- **Exercise task**
In the passage on school bullying, what source did the study's data come from?

-- Passage start --

Students’ perceptions of school are known to be associated with students’ well-being (Minkkinen 2015), health behaviour (Haapasalo et al. 2012), and academic achievement (Freeman et al. 2009; Haapasalo et al. 2010). A number of studies have implied that negative perceptions of school, or a poor school climate, are associated with being bullied (Erginoz et al. 2015; Glew et al. 2008; Turner et al. 2014). A study by Harel-Fisch et al. (2011) indicated that negative perceptions of the school, and especially connectedness to the school, are strongly associated with bullying. Yang et al. (2018) argued that the experience of being bullied has a negative effect on students’ school engagement, and that the impact is actually more negative in schools with a more positive school climate than in schools with a less positive climate.
The present study aimed, first of all, to examine the extent to which Finnish secondary school students experience bullying and different forms of bullying at school. The second aim was to investigate the associations between experiences of victimisation, school perceptions, and students’ individual characteristics, including age, gender, educational aspiration, perceived family affluence, and feelings of loneliness.
The data presented here were obtained from the Finnish part of the Health Behaviour in School-aged Children (HBSC) 2010 study. The data were collected through school-based surveys, utilising anonymous, voluntary, and standardised questionnaires based on the international protocol of the HBSC Study. The source language for the original HBSC questionnaire was English. In order to follow the research protocol, and to ensure correctness in the interpretations, each participating country had to first translate the questionnaire from English into the national language, and then retranslate it back into English by an independent professional translator (www.hbsc.org; Currie et al. 2008; Roberts et al. 2009).

-- Passage end --
-- Dataset records start --

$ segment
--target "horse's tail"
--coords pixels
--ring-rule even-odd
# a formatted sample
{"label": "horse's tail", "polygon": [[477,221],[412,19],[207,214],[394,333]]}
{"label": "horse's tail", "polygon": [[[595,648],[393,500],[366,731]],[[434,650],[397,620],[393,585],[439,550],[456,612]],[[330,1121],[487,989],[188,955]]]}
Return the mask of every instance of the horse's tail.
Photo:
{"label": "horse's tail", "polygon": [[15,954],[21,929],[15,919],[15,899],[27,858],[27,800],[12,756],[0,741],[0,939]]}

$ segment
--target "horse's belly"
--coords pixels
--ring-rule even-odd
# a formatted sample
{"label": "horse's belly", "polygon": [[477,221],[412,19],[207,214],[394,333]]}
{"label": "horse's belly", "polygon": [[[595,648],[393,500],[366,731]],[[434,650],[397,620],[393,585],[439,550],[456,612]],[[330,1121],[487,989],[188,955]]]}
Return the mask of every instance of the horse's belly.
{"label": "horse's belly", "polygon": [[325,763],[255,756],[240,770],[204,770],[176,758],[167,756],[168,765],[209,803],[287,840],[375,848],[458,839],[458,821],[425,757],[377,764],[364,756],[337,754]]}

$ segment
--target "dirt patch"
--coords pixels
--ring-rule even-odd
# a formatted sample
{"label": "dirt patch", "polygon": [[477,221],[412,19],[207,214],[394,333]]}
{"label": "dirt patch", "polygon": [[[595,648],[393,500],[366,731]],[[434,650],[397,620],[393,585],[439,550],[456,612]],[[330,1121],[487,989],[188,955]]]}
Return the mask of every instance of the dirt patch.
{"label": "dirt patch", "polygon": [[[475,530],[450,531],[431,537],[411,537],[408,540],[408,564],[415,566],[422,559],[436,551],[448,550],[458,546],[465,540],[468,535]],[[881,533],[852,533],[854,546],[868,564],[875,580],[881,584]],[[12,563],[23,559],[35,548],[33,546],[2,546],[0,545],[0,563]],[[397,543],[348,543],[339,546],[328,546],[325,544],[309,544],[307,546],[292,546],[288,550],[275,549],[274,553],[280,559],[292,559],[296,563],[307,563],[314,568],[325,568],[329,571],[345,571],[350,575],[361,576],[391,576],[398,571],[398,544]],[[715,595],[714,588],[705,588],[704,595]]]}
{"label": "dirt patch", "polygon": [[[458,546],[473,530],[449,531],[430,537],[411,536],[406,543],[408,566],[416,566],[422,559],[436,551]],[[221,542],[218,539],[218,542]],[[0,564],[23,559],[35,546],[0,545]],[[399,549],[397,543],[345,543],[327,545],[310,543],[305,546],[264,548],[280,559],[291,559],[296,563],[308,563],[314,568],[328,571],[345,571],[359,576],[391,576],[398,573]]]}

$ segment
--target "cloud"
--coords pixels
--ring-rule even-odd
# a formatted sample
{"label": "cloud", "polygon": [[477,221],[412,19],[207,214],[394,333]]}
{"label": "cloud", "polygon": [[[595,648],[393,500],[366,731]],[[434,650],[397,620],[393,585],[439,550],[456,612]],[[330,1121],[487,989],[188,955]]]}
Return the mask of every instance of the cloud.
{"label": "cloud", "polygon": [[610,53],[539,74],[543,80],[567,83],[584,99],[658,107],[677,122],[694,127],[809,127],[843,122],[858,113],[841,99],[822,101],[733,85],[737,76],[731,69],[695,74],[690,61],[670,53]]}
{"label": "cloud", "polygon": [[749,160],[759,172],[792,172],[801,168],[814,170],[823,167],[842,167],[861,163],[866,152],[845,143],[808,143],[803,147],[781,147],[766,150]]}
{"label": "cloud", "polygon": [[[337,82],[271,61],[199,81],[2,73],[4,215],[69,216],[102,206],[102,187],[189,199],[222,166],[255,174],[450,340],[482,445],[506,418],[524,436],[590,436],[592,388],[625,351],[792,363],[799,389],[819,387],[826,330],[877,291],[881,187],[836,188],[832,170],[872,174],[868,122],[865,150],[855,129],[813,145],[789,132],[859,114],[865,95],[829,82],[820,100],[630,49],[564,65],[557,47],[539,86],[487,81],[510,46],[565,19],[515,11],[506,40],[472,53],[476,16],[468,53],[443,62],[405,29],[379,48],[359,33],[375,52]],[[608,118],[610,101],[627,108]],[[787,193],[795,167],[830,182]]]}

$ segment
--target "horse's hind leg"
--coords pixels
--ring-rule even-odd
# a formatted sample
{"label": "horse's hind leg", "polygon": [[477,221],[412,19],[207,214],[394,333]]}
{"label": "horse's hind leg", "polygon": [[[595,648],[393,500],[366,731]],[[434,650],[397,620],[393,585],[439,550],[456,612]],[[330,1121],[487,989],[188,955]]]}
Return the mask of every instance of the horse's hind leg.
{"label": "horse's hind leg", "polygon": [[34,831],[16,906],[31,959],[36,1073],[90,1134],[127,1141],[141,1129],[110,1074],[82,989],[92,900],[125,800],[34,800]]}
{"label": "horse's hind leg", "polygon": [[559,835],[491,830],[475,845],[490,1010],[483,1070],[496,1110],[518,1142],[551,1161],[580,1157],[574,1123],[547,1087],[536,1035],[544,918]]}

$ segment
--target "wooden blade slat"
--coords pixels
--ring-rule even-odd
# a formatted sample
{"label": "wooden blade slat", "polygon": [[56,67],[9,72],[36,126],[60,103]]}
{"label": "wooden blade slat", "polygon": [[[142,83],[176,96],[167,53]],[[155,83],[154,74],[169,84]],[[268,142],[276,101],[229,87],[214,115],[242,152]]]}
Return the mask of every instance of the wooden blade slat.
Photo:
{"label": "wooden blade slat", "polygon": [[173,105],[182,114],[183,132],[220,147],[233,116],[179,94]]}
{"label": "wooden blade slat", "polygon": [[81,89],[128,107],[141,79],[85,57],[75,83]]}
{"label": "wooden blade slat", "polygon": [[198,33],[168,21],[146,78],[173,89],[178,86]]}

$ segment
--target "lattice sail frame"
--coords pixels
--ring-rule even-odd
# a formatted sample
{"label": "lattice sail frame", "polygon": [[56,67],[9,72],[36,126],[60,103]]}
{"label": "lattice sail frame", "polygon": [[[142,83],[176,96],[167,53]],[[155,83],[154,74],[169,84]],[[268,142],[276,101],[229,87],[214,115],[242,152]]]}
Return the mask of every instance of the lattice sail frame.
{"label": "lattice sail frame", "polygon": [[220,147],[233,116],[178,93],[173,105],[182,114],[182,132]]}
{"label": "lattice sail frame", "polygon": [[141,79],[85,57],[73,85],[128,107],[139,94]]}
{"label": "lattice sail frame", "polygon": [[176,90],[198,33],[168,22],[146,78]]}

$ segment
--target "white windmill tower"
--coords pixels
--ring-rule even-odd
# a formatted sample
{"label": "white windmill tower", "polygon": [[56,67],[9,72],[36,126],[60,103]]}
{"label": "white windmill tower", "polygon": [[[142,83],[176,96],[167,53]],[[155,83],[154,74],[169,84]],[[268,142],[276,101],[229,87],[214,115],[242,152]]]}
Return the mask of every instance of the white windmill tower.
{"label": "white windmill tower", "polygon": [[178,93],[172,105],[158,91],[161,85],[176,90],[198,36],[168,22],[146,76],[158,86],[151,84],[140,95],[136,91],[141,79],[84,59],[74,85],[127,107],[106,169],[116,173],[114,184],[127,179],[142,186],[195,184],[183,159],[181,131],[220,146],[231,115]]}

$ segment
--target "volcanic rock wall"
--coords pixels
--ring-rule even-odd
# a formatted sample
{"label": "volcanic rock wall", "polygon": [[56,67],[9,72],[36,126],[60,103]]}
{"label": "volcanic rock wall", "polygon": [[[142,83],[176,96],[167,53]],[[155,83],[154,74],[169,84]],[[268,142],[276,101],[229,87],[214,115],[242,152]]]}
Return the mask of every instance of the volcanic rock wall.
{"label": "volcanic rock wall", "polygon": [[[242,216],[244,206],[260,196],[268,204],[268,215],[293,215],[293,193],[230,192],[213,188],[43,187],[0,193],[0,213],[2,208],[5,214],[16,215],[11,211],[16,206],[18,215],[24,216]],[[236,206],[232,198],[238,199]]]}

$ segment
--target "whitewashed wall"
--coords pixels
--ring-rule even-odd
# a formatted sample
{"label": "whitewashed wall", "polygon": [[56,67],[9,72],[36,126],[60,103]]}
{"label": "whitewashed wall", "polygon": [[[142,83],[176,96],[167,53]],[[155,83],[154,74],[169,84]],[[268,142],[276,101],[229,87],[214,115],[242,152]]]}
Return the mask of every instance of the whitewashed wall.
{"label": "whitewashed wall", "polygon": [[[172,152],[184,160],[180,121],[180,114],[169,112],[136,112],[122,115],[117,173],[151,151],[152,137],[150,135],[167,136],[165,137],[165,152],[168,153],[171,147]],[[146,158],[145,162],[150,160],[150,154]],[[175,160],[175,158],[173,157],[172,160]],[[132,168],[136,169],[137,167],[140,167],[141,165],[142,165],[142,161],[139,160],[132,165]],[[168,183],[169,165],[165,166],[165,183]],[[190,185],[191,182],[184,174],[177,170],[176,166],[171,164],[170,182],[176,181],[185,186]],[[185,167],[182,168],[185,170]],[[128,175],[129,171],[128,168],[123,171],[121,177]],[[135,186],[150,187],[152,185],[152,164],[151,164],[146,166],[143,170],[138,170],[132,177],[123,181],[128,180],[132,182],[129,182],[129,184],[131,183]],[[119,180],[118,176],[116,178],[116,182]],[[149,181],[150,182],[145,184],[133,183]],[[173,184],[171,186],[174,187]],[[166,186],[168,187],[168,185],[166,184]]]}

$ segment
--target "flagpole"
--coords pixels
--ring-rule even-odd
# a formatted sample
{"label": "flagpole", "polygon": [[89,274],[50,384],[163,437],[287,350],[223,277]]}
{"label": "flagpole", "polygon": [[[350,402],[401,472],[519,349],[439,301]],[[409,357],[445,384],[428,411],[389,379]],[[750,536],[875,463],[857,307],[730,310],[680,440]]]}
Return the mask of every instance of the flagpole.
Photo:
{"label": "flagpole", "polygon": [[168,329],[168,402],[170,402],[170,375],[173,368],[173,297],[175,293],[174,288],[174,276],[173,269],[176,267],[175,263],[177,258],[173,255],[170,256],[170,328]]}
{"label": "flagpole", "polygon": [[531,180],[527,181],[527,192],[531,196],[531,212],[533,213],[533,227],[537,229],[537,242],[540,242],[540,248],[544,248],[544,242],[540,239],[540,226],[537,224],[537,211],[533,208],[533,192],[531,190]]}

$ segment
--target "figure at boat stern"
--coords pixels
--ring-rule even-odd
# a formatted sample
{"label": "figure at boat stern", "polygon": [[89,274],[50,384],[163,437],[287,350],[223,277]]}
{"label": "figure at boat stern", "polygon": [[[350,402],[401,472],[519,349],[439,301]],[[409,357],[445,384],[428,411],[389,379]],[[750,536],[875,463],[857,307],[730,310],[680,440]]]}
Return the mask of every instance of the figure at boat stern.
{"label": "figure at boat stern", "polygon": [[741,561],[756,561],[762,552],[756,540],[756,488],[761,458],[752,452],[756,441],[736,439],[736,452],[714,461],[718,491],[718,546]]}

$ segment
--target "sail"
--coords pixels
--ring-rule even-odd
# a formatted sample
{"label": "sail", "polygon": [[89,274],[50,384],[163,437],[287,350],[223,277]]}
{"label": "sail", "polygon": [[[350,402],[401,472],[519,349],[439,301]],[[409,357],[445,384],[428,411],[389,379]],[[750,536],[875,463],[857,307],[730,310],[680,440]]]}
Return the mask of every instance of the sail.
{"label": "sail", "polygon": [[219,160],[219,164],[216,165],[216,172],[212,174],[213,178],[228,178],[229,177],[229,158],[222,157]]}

-- Dataset records end --

- **Complete answer**
The Finnish part of the Health Behaviour in School-aged Children (HBSC) 2010 study.